§ YOUR TASK
Give back, word for word, the line that contains "Would you mind picking out the light" and every line that follows it in the data below.

(Point localization data)

'''

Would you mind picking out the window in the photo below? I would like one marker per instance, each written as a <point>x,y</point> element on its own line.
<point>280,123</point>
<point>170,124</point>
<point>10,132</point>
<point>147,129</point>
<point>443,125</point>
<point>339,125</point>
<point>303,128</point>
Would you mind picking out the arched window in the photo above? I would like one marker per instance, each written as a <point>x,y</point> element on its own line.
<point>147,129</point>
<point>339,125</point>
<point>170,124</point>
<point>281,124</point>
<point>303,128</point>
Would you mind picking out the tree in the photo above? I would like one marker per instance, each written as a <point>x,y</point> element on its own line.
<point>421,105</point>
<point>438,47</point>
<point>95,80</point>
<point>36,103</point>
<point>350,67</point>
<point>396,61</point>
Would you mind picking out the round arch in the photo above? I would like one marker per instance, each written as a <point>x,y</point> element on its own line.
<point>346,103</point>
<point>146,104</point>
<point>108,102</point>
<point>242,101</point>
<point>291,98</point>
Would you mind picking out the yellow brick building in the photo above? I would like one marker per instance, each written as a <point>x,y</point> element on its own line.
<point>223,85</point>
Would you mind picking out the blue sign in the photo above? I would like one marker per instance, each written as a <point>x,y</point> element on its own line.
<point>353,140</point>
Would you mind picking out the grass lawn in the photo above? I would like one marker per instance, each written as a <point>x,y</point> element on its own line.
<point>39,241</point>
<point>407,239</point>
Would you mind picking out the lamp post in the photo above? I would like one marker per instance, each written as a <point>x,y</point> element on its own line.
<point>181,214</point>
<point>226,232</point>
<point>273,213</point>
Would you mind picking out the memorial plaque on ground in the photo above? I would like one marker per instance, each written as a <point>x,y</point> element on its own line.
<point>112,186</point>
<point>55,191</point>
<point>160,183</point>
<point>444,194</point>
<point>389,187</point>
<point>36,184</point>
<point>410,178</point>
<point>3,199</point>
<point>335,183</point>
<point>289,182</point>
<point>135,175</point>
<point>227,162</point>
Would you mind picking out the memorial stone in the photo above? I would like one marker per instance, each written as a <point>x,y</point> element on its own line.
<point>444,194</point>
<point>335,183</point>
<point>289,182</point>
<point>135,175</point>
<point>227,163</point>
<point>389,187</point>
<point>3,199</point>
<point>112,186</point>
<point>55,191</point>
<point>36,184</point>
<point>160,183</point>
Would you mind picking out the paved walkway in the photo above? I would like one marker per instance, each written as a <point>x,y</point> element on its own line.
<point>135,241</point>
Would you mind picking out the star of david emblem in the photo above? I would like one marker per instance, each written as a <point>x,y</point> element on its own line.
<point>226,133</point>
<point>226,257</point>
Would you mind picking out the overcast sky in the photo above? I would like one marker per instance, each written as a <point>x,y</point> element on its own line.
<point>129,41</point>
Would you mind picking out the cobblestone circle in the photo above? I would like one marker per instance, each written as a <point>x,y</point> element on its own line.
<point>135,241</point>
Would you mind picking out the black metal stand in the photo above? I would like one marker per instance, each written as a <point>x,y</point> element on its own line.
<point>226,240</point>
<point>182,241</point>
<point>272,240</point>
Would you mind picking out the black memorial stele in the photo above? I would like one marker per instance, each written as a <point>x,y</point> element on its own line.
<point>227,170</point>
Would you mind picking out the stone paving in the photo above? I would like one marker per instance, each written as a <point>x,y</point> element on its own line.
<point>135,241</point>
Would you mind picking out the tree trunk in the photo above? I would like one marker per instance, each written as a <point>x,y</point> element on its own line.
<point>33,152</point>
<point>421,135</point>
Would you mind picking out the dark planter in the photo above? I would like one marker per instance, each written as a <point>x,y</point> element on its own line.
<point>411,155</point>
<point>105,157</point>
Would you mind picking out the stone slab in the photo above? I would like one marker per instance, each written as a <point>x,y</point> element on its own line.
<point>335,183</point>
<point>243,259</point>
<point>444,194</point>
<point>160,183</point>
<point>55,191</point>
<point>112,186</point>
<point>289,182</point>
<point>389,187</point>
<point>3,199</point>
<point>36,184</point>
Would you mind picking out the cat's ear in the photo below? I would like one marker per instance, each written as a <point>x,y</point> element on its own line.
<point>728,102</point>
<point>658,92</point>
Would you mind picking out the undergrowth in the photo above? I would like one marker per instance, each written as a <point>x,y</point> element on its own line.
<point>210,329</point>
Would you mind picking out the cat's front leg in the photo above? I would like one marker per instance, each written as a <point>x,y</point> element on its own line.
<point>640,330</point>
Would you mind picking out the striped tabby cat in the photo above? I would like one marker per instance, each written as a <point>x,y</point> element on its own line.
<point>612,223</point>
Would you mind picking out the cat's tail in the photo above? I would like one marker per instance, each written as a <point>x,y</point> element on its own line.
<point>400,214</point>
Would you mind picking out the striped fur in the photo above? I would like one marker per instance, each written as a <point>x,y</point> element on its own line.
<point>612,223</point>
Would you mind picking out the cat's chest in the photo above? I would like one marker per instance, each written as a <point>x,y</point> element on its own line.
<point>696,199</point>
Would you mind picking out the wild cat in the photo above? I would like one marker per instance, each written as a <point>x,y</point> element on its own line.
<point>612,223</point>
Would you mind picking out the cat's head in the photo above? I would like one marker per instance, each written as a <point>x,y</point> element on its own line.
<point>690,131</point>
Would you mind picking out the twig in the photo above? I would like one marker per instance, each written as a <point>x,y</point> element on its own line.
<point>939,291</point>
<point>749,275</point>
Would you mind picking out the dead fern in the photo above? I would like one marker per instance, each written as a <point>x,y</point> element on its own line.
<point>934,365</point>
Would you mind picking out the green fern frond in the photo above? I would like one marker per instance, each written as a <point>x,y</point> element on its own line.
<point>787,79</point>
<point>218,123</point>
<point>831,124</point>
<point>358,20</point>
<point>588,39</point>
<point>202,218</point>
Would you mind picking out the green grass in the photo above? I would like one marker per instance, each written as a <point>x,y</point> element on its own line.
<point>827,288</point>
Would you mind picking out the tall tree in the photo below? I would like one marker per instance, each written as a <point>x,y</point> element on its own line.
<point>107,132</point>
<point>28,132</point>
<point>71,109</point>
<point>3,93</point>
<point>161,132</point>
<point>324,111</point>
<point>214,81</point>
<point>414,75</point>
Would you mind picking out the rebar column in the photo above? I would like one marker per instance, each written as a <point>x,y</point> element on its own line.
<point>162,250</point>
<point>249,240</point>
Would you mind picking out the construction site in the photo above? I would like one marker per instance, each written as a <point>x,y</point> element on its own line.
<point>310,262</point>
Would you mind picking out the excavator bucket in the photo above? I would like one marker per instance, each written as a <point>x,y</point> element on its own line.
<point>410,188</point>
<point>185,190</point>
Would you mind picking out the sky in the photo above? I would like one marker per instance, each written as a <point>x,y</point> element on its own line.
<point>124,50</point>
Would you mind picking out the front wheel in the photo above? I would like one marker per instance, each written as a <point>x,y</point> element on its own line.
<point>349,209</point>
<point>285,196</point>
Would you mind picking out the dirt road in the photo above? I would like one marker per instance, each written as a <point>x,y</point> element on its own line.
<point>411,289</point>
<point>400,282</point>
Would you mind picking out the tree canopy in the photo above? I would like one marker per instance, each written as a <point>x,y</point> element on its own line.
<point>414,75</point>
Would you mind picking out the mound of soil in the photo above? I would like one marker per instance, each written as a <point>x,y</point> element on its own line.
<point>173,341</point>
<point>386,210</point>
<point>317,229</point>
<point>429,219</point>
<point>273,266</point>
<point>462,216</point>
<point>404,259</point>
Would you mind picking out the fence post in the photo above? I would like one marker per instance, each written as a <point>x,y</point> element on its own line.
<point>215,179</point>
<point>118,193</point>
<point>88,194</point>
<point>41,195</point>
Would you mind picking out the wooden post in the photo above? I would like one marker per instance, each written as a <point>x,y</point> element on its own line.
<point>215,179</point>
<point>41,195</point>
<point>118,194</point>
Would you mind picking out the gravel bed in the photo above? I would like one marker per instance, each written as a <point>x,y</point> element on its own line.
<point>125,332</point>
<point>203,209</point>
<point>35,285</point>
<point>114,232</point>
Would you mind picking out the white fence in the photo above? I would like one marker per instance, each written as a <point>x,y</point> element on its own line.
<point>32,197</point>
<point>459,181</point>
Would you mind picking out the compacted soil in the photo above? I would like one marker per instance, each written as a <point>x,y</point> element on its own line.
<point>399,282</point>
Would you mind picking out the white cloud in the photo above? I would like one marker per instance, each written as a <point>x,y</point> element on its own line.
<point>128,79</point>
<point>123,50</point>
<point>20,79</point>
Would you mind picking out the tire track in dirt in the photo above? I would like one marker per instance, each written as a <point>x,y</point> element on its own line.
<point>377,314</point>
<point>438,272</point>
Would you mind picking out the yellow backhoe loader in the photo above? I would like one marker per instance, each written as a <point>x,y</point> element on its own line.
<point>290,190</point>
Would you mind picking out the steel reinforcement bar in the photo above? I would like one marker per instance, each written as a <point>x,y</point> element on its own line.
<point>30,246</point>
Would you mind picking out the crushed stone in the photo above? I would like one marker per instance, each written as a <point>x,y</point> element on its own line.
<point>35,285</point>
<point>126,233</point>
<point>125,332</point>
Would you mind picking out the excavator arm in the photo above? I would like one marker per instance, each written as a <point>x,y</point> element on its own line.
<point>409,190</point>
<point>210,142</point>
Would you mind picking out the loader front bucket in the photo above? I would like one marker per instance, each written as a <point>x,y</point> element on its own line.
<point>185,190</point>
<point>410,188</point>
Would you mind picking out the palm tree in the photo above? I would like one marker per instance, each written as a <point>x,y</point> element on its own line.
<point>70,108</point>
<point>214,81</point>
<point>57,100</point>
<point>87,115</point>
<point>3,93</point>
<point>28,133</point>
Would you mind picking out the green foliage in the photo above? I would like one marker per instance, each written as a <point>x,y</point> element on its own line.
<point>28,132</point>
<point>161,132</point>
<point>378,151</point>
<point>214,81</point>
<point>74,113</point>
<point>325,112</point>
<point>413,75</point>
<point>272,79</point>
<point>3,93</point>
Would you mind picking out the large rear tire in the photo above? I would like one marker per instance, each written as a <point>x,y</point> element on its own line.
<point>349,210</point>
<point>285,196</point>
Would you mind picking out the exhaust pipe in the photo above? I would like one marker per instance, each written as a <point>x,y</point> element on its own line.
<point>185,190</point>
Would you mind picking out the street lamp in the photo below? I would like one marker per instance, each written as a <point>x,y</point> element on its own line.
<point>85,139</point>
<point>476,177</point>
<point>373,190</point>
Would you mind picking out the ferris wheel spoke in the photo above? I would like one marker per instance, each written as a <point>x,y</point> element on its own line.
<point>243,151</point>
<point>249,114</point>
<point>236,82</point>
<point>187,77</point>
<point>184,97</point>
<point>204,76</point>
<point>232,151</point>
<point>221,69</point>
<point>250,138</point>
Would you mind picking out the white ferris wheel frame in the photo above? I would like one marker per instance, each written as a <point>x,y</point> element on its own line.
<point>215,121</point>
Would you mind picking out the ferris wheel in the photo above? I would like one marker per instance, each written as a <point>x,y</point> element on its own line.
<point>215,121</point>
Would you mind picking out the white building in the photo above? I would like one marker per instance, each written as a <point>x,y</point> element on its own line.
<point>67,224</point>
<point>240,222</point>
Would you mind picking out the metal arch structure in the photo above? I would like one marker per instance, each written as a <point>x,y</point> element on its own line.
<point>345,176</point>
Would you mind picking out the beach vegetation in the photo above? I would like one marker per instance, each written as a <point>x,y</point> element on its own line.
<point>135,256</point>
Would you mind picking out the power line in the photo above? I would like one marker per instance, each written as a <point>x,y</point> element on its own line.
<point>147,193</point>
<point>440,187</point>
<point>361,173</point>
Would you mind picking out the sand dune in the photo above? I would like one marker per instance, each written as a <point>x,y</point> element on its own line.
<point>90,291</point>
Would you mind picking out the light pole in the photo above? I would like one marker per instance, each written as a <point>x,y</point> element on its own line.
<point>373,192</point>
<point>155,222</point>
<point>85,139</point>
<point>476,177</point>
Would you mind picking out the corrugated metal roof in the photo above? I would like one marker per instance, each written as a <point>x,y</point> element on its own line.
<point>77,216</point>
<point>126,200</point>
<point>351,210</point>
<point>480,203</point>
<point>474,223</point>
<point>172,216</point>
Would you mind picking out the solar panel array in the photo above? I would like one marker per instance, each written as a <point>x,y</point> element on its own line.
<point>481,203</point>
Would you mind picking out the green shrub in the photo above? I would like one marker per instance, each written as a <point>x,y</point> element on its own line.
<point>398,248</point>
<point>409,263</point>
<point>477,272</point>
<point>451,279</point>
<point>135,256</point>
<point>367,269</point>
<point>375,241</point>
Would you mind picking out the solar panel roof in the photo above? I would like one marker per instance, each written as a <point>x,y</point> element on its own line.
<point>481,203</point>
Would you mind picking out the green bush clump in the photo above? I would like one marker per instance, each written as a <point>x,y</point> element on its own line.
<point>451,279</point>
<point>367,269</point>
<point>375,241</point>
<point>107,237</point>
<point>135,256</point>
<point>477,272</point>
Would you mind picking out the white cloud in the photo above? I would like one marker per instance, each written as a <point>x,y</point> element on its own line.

'''

§ OUTPUT FOR THIS TASK
Would you mind picking out the light pole in the photo above? I would like one marker per instance, each written as a <point>x,y</point> element on its own line.
<point>373,192</point>
<point>155,222</point>
<point>85,139</point>
<point>476,177</point>
Would you mind picking out the corrugated metal roof in the photo above? I would like one marker per instance, each written as a <point>x,y</point> element on its own line.
<point>77,216</point>
<point>126,200</point>
<point>351,210</point>
<point>480,203</point>
<point>474,223</point>
<point>172,216</point>
Would you mind picking out the solar panel array in the photo above? I would like one marker per instance, each written as a <point>x,y</point> element on its own line.
<point>481,203</point>
Would you mind picking out the green shrub in the photo above? I would like one marker per instance, each written as a <point>x,y</point> element on its own line.
<point>398,248</point>
<point>409,263</point>
<point>477,272</point>
<point>451,279</point>
<point>135,256</point>
<point>367,269</point>
<point>375,241</point>
Would you mind picking out the solar panel roof in the photo above? I would like one marker per instance, each written as a <point>x,y</point> element on its own line.
<point>481,203</point>
Would you mind picking out the green bush clump in the photo above? I would like one marker per instance, each written as a <point>x,y</point> element on its own line.
<point>451,279</point>
<point>367,269</point>
<point>375,241</point>
<point>107,237</point>
<point>135,256</point>
<point>477,272</point>
Would you mind picking out the white cloud in the photo above? I would like one marker per instance, each written as a <point>x,y</point> element on its own line.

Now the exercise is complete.